* **OBJECTIVE**: From the entries below, pull out each line that contains the string "steam", matching case exactly.

* **PROVIDED RECORDS**:
** start **
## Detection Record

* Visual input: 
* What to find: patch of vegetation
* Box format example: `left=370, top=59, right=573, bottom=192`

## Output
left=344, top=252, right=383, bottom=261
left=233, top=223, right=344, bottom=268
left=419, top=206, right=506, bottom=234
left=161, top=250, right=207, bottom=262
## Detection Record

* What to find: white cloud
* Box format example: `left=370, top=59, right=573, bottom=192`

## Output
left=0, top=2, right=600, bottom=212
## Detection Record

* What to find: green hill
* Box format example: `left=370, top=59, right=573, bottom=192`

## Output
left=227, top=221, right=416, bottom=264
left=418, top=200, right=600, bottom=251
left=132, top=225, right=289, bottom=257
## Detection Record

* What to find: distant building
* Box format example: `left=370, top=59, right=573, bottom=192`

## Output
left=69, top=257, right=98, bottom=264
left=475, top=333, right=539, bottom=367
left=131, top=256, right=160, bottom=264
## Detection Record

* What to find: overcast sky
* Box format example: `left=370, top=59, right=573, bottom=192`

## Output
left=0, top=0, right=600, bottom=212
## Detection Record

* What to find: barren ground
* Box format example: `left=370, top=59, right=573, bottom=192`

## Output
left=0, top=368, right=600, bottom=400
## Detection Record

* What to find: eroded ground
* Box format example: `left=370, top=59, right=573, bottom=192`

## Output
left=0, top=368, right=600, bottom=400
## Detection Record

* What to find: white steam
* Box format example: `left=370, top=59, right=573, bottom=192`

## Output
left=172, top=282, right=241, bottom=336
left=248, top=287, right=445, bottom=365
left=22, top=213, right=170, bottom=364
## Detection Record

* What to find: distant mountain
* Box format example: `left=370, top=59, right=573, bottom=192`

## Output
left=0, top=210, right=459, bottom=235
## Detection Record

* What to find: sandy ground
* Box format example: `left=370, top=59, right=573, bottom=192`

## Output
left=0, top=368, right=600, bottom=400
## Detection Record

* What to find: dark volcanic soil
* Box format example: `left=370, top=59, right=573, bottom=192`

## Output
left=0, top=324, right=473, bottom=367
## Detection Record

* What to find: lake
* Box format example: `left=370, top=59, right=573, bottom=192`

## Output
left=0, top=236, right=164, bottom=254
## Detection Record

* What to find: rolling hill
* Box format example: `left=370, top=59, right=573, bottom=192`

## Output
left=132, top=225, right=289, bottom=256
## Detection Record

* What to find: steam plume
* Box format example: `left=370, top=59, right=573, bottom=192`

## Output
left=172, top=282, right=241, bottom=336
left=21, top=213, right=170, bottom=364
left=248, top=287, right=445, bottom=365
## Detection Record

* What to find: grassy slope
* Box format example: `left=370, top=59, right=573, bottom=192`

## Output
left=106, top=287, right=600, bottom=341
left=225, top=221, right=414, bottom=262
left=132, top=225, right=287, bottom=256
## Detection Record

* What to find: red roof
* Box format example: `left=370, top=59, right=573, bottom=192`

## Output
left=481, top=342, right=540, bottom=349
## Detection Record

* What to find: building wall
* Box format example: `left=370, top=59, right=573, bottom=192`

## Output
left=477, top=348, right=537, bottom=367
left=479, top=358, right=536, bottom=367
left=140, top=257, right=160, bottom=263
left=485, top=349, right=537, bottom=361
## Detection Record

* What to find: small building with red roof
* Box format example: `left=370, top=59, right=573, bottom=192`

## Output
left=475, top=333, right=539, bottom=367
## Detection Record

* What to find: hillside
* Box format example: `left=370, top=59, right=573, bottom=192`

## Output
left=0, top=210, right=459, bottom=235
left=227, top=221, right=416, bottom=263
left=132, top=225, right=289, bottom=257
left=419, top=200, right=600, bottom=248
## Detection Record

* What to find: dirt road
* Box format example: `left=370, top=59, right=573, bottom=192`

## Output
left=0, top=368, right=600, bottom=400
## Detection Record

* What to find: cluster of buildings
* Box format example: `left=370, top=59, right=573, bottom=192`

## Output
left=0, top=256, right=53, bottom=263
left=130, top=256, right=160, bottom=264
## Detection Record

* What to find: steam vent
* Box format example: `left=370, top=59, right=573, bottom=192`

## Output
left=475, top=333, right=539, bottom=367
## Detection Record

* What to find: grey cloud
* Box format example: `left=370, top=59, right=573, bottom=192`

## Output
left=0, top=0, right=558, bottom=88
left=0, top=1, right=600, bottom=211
** end **
* **EXERCISE SOLUTION**:
* What to find: white steam
* What to find: steam plume
* What to find: steam vent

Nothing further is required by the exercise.